[Region pointing data]

______

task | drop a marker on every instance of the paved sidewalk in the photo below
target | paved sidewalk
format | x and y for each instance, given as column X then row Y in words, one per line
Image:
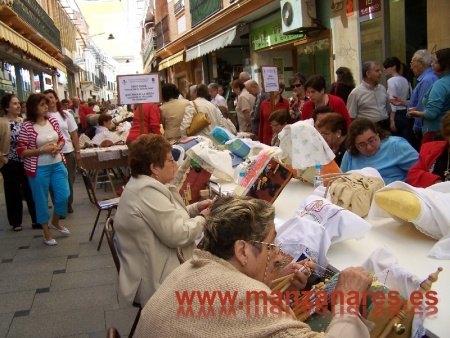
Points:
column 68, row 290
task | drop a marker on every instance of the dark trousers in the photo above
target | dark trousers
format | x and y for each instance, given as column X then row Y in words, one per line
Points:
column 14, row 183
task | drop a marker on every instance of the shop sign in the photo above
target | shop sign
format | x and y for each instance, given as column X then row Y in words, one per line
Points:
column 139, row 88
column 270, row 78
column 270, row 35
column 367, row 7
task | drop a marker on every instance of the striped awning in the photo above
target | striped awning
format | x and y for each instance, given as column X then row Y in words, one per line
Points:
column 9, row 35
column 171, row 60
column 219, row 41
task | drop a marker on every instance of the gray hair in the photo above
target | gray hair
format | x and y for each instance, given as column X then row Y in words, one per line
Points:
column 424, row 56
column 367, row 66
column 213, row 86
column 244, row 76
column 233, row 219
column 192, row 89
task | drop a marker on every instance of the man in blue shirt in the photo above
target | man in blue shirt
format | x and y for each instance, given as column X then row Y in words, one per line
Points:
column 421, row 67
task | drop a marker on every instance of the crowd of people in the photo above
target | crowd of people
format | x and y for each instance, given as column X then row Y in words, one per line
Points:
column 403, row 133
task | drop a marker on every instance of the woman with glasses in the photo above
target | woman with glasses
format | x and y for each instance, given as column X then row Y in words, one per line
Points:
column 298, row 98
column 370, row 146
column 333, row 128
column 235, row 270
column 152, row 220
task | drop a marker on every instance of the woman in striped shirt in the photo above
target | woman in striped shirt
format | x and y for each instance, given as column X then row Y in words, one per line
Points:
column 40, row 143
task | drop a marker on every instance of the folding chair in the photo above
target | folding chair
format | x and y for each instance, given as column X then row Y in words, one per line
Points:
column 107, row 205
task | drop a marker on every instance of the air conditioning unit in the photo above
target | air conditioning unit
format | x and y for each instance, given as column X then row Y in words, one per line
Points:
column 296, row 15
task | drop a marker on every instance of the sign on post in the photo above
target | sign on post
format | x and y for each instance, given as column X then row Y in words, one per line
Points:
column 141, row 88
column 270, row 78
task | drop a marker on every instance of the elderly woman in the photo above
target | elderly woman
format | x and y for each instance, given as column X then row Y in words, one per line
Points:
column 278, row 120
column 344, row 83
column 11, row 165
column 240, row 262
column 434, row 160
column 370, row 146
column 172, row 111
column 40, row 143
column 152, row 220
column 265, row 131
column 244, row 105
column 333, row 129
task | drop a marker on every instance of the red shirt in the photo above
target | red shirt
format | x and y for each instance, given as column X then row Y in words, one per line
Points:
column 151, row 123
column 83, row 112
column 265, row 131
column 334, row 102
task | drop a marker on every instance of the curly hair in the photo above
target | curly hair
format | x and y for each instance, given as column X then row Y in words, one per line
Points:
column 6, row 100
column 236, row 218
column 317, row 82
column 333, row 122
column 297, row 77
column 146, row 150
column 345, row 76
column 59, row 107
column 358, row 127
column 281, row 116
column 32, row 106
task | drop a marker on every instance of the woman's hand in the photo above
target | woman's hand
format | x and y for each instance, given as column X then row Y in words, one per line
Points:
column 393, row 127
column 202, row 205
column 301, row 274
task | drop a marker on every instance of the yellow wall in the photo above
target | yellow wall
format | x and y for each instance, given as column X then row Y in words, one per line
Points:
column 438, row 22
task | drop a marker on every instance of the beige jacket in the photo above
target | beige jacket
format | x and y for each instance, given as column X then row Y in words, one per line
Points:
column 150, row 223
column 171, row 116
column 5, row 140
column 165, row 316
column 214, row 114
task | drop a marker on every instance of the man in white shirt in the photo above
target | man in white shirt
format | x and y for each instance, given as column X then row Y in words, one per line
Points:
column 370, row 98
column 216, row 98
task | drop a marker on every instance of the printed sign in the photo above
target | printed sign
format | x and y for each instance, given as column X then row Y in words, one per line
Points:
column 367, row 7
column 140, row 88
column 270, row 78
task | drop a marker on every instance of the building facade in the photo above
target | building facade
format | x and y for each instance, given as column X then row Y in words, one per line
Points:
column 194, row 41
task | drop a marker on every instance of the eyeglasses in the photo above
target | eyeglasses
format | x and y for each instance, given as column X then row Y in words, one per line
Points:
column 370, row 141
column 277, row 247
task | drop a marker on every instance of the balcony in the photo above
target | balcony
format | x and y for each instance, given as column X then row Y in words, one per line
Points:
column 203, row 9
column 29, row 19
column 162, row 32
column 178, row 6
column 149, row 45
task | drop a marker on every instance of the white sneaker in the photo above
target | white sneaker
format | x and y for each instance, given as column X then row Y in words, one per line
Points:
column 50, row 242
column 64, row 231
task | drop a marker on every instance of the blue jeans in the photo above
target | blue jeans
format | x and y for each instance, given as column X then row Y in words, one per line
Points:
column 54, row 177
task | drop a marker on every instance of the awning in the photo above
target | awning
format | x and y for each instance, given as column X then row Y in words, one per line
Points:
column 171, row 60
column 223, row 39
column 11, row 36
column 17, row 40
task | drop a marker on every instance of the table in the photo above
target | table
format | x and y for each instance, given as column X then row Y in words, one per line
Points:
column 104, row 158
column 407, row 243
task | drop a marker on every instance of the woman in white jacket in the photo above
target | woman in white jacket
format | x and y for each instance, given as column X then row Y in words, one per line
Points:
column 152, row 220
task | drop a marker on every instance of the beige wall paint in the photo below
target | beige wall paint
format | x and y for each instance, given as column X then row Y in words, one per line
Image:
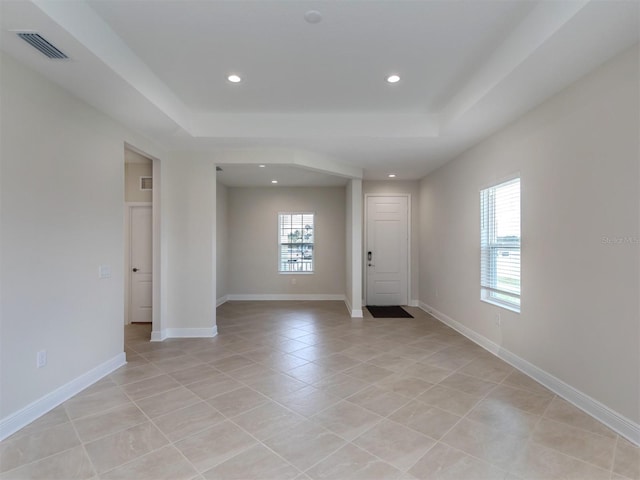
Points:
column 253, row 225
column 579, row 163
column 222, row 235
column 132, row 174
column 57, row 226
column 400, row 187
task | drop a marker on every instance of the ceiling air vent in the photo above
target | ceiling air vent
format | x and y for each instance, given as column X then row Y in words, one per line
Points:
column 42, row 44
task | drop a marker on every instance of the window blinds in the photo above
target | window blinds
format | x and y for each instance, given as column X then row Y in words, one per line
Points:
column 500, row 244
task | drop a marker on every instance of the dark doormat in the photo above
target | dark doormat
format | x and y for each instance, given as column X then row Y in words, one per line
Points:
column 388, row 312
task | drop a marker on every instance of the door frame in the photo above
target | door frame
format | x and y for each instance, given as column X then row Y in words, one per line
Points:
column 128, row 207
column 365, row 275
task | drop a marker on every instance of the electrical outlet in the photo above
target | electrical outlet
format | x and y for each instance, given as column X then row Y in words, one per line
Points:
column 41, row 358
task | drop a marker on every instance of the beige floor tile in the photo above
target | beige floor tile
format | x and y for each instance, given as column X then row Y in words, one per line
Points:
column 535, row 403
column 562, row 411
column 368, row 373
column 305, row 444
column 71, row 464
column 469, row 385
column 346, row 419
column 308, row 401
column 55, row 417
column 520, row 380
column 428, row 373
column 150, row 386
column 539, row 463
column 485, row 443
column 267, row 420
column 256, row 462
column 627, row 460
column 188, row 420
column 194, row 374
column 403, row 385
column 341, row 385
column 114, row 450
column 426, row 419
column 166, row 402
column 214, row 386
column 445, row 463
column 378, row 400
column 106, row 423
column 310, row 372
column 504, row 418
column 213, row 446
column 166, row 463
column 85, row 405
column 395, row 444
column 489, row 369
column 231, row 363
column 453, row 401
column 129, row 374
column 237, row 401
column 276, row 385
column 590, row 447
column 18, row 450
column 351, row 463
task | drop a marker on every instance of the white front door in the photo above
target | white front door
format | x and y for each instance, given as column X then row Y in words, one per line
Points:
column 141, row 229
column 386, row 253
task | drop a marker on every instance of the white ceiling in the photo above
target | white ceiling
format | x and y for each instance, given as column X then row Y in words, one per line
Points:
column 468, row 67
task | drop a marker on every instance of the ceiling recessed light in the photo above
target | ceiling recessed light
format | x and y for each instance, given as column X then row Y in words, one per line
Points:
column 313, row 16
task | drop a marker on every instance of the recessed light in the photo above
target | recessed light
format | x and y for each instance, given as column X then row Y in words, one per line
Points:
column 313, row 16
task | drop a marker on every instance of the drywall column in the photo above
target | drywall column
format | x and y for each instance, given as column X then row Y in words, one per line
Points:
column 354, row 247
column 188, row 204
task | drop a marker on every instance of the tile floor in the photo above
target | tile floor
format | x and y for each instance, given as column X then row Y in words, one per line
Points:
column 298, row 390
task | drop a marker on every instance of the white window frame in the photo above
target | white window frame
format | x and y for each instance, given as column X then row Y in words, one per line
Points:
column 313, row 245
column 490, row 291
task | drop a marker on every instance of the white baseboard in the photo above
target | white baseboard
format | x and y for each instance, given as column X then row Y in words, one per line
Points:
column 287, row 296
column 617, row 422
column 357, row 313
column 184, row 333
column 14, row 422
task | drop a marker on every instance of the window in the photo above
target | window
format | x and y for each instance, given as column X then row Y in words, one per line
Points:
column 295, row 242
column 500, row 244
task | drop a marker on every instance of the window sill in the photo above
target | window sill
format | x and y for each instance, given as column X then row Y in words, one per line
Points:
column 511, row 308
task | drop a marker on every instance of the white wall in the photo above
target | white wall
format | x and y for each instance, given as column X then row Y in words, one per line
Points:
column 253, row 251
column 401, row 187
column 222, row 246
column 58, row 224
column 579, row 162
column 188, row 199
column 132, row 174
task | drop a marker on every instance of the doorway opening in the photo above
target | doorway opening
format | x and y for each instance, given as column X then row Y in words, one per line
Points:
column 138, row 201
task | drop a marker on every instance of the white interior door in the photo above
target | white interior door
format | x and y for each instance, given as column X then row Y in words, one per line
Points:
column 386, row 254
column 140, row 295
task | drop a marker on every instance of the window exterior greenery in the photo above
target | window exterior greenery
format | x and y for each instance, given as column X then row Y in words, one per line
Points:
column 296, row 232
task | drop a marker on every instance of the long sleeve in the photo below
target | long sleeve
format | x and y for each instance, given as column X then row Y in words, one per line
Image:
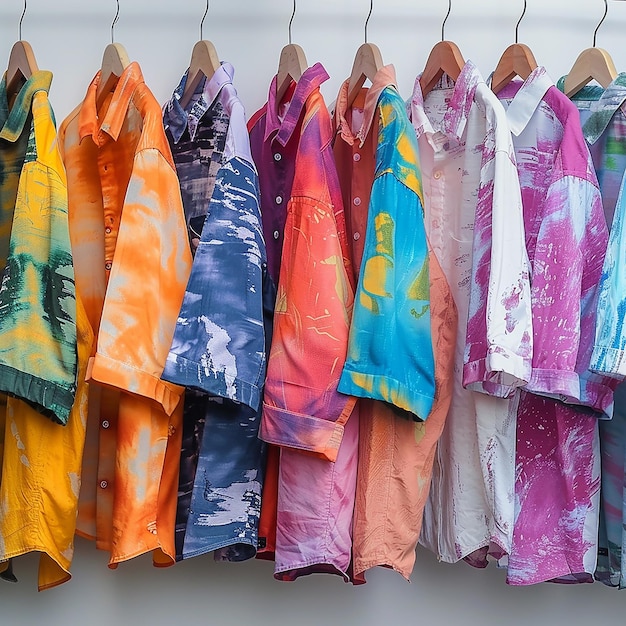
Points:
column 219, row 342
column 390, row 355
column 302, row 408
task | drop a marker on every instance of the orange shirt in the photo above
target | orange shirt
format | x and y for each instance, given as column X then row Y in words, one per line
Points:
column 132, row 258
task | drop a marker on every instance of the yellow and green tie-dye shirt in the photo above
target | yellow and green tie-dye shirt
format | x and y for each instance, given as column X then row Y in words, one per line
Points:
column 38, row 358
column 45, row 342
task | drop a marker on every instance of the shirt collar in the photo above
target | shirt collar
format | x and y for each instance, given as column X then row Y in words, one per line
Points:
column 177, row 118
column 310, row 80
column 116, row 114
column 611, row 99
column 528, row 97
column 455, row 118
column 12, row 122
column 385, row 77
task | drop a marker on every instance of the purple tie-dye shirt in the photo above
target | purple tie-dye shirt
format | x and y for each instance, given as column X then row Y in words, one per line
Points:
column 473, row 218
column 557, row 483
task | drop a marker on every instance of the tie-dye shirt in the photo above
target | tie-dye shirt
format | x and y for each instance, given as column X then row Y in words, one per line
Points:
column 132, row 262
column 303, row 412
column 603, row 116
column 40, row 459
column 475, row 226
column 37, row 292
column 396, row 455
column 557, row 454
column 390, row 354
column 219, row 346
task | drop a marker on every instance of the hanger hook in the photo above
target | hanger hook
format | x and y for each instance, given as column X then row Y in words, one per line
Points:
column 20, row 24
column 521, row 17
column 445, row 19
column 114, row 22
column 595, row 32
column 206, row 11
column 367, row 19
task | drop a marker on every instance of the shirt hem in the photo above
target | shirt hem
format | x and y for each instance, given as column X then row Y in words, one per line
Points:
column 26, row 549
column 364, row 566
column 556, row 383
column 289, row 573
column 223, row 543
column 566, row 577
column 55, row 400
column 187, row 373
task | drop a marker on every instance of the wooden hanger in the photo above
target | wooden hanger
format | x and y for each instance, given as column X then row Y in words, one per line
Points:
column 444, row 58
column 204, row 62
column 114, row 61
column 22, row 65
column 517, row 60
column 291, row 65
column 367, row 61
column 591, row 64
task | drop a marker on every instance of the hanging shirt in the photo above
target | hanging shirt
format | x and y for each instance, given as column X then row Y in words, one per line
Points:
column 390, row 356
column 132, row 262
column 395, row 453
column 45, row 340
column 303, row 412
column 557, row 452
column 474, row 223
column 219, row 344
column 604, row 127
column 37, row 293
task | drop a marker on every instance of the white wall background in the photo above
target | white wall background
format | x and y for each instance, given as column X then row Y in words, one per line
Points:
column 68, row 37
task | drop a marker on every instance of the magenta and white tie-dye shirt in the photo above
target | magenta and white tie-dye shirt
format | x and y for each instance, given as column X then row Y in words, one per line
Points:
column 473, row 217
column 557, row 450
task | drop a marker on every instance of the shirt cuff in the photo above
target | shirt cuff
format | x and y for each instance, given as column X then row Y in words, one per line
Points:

______

Exercise directions:
Leave the pictures out, and restate exactly the lines from the start of the records through the one that contains "target | dark trousers".

Worked solution:
task | drop a marker on every instance of the paved sidewalk in the photo below
target | paved sidewalk
format | x and y for each instance, given as column X then row Y in words, one per line
Image:
Points:
column 68, row 290
task | drop a marker on every instance of the dark trousers in the photo above
target | dark trousers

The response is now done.